#### [YOUR GOAL]
An exact, complete copy of the data that follows is needed.

#### [Collected data entries]
=== Begin Enclosure ===
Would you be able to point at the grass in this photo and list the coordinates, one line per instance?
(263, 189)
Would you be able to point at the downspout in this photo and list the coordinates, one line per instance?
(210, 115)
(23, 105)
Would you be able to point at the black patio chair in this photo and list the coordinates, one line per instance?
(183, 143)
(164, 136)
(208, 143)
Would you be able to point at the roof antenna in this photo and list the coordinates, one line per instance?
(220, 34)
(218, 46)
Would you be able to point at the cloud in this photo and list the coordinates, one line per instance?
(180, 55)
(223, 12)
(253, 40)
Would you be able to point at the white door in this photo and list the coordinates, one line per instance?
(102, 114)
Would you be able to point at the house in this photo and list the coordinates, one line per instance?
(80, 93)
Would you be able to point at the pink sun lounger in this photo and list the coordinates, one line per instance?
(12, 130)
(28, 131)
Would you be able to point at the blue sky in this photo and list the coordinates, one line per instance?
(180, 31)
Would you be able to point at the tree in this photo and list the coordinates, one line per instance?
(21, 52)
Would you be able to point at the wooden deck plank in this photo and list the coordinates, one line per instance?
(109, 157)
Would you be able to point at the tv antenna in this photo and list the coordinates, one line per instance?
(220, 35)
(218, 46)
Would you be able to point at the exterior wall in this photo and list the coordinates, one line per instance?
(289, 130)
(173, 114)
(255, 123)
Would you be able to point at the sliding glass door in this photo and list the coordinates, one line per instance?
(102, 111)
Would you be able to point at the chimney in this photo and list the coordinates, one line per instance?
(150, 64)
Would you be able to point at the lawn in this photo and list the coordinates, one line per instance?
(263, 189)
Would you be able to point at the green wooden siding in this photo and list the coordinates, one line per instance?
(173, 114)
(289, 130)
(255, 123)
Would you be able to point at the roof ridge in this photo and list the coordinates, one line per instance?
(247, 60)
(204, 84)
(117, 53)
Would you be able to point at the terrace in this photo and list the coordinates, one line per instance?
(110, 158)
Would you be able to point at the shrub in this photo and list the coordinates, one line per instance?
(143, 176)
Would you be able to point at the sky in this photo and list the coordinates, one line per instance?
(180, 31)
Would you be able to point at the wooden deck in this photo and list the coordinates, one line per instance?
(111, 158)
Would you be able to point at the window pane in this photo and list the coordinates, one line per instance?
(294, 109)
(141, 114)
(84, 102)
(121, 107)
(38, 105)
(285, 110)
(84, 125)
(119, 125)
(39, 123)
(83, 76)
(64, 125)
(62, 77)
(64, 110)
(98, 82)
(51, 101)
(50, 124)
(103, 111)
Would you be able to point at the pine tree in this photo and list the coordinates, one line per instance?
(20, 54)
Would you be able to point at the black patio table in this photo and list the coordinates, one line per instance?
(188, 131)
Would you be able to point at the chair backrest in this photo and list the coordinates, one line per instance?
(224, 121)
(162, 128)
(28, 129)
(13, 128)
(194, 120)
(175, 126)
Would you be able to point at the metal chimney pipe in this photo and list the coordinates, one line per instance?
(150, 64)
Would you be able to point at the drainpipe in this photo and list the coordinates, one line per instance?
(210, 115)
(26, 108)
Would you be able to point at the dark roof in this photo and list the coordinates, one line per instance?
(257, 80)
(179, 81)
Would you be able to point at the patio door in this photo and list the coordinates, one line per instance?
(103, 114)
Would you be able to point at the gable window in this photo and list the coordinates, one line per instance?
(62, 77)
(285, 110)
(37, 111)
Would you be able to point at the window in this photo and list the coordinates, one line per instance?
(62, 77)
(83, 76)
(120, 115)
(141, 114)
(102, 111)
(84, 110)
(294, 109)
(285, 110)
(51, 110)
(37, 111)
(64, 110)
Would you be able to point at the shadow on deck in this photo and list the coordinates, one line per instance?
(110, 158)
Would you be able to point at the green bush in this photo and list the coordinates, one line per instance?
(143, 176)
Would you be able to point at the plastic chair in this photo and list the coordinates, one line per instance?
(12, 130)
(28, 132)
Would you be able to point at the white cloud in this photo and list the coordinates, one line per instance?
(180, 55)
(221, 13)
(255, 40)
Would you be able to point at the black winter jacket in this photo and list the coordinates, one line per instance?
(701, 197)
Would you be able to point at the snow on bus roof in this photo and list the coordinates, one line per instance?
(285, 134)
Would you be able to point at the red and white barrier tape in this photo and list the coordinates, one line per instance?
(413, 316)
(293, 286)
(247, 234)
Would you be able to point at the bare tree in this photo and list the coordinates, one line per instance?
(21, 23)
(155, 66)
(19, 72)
=== End Enclosure ===
#### [PROBLEM SOLUTION]
Would you be able to point at the grass in this photo and list the coordinates, one line per instance?
(263, 189)
Would you be able to point at the downspout in this photo and list the coordinates, one line per instance?
(210, 115)
(23, 105)
Would you be able to point at the black patio chair in this photo and list the coordinates, one line per instance?
(183, 143)
(164, 136)
(208, 143)
Would you be able to point at the roof antenna in this photo and list the coordinates, one line per instance?
(220, 34)
(218, 46)
Would you be able to point at the cloud in this photo and list the coordinates, one line per instance?
(180, 55)
(223, 12)
(253, 40)
Would you be able to point at the white door in this photo and list the coordinates, one line per instance?
(102, 114)
Would you be able to point at the house in this photo and list the coordinates, one line per instance?
(80, 93)
Would you be able to point at the pink sun lounger in this photo and list the coordinates, one line per instance?
(12, 130)
(28, 131)
Would you be able to point at the blue sky in this photo and list the coordinates, one line per instance?
(180, 31)
Would you be able to point at the tree in this photo and list the coordinates, one line per instance?
(21, 52)
Would you be able to point at the wooden deck plank in this photo and list the coordinates, one line per instance?
(109, 157)
Would you be able to point at the tv antenna in this photo and list the coordinates, one line per instance?
(220, 35)
(218, 46)
Would you be able to point at the exterior wall in this photo and list the coordinates, one line per instance?
(289, 130)
(173, 114)
(255, 123)
Would you be able to point at the sliding glass door in this photo and list the coordinates, one line per instance?
(102, 111)
Would you be able to point at the chimney in this photo and list the coordinates, one line per instance?
(150, 64)
Would you be able to point at the lawn in this photo and list the coordinates, one line per instance?
(263, 189)
Would you be able to point at the green wooden siding in this photo and list the coordinates, one line per instance?
(173, 114)
(289, 130)
(255, 123)
Would you be able to point at the roof ridge in this photo and list the coordinates, one line per instance?
(247, 60)
(204, 84)
(117, 53)
Would you be able to point at the terrace in this photo and list the coordinates, one line per instance?
(110, 158)
Would you be able to point at the shrub in this photo and list the coordinates, one line per instance?
(143, 176)
Would you be able to point at the sky in this photo and list the coordinates, one line per instance?
(180, 31)
Would you be able to point at the wooden deck in this photo and list the coordinates, one line per instance?
(111, 158)
Would you be able to point at the window pane in this photo and list the coordinates, one line per instance?
(294, 109)
(141, 114)
(84, 102)
(121, 107)
(38, 105)
(285, 110)
(84, 125)
(119, 125)
(39, 123)
(83, 76)
(64, 125)
(62, 77)
(64, 110)
(98, 82)
(51, 101)
(50, 124)
(103, 111)
Would you be able to point at the pine tree in this photo and list the coordinates, one line per instance?
(20, 54)
Would you be able to point at the black patio table in this photo and list the coordinates, one line per instance?
(188, 131)
Would you be able to point at the chair backrest in this photo and list the coordinates, one line per instance?
(224, 121)
(162, 128)
(28, 129)
(13, 128)
(194, 120)
(175, 126)
Would you be able to point at the metal chimney pipe in this photo and list the coordinates, one line per instance?
(150, 64)
Would you be able to point at the drainpipe in this photo and list the coordinates, one line per instance?
(210, 115)
(26, 108)
Would you be able to point at the dark roof in this photo and list the coordinates, one line per instance?
(257, 80)
(179, 81)
Would you be able to point at the patio door in this photo and list the coordinates, one line per instance?
(103, 114)
Would you be able to point at the gable window in this photo and list the coordinates, one line per instance?
(62, 77)
(285, 110)
(37, 111)
Would you be able to point at the window in this photo and list the coordinates, one line per instance?
(62, 77)
(83, 76)
(120, 115)
(141, 114)
(102, 111)
(84, 110)
(294, 109)
(285, 110)
(51, 110)
(37, 111)
(64, 110)
Would you be able to point at the shadow on deck in this photo and list the coordinates, one line per instance?
(110, 158)
Would you be able to point at the green bush in this photo and list the coordinates, one line per instance?
(143, 176)
Would you be able to point at the plastic chair in this photo and list the coordinates, one line per instance?
(12, 130)
(28, 132)
Would you be able to point at the white cloud in this photo and list the coordinates, one line per instance?
(180, 55)
(221, 13)
(255, 40)
Would you be able to point at the black winter jacket in this photo and list the coordinates, one line per instance?
(701, 197)
Would you be able to point at the snow on bus roof in this photo and list the coordinates, one line per instance?
(285, 134)
Would you be able to point at the red and white barrier tape in this photo and list the coordinates, one line per instance?
(413, 316)
(293, 286)
(247, 234)
Would you be able to point at the bare tree in this photo and list the coordinates, one line per instance?
(21, 23)
(155, 66)
(19, 72)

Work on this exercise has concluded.